Within the entries below, find the portion that opens with the line containing "Query: black shoe" and closes with the line containing "of the street". Retype that portion exactly and only.
BEGIN Dataset excerpts
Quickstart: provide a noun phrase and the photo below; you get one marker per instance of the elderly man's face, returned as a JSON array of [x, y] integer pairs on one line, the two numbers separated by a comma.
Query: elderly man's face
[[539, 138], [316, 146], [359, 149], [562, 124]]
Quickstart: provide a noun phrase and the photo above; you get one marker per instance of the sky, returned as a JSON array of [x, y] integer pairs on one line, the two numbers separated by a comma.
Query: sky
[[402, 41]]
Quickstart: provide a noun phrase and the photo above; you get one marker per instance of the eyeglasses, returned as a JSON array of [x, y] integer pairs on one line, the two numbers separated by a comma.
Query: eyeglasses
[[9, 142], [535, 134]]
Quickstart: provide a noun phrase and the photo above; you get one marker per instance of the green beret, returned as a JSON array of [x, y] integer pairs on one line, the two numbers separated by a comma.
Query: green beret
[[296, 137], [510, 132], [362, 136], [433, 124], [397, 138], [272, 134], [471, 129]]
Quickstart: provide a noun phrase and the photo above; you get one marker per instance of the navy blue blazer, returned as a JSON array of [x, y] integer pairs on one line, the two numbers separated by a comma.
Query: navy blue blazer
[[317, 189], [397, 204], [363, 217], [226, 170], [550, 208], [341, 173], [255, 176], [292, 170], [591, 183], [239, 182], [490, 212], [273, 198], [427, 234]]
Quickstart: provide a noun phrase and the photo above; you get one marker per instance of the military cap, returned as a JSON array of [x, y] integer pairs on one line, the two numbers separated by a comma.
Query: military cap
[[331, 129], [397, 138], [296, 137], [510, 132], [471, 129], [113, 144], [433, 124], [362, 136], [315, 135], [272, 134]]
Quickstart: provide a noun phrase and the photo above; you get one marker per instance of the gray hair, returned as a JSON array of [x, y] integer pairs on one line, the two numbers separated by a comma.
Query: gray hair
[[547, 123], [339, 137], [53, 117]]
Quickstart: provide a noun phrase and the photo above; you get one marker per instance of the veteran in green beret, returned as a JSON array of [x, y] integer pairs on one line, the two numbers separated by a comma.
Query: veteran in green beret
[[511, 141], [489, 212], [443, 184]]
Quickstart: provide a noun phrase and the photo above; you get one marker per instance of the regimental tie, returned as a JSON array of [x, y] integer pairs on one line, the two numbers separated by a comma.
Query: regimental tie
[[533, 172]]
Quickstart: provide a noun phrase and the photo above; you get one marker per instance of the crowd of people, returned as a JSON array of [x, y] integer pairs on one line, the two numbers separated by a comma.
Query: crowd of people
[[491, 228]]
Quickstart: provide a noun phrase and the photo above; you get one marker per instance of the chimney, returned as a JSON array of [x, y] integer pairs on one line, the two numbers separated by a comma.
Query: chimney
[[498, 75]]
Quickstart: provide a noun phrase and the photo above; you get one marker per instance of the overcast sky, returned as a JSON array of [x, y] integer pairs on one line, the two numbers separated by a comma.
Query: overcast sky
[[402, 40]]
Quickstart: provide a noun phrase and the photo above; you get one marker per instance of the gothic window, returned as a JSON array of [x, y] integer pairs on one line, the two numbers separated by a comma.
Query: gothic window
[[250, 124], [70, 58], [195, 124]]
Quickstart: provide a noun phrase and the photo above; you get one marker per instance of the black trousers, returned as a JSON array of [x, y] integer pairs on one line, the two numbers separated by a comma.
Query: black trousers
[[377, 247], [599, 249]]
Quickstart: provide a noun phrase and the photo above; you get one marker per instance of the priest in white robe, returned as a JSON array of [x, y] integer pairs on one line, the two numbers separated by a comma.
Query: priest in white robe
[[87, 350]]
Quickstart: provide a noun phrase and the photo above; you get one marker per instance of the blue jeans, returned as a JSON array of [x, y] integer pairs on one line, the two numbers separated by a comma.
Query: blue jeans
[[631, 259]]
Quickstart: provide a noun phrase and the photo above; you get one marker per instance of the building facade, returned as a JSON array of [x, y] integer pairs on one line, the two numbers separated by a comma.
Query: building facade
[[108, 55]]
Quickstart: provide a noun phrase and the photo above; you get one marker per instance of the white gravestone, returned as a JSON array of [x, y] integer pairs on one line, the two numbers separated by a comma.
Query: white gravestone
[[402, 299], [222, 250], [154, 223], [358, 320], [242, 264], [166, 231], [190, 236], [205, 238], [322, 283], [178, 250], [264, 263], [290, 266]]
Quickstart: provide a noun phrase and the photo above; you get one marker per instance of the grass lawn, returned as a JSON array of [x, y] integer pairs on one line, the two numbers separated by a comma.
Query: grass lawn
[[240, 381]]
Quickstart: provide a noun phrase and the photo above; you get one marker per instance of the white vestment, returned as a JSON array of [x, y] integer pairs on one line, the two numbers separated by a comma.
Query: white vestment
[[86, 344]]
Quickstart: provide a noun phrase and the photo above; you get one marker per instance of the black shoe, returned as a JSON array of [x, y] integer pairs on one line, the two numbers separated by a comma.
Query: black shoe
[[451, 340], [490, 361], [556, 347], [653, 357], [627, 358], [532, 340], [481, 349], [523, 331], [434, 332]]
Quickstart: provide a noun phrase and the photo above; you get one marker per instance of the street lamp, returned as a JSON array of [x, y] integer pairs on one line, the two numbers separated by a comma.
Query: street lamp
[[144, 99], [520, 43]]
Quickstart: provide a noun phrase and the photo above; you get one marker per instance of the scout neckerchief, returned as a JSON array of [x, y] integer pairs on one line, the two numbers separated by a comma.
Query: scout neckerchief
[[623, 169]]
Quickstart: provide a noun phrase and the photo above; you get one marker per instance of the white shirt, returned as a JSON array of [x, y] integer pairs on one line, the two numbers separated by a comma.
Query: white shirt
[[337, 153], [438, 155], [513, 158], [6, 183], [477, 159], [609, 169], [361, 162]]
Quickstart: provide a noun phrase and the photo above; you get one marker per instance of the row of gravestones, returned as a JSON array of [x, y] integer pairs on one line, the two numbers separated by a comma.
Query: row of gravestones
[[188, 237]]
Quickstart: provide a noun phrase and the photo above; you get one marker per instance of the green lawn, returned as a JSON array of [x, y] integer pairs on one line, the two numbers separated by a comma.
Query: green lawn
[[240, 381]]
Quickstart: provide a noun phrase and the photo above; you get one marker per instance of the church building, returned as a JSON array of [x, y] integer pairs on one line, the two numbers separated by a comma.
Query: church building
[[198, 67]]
END Dataset excerpts
> Written response
Query: black shoe
[[451, 340], [490, 361], [556, 347], [653, 357], [627, 358], [532, 340], [481, 349], [523, 331], [434, 332]]
Quickstart: provide a noun phrase and the photo above; you get one marker per instance of the street lamp, returned as a JSON array of [x, y] integer pairs on one line, the two numbers separated by a comma.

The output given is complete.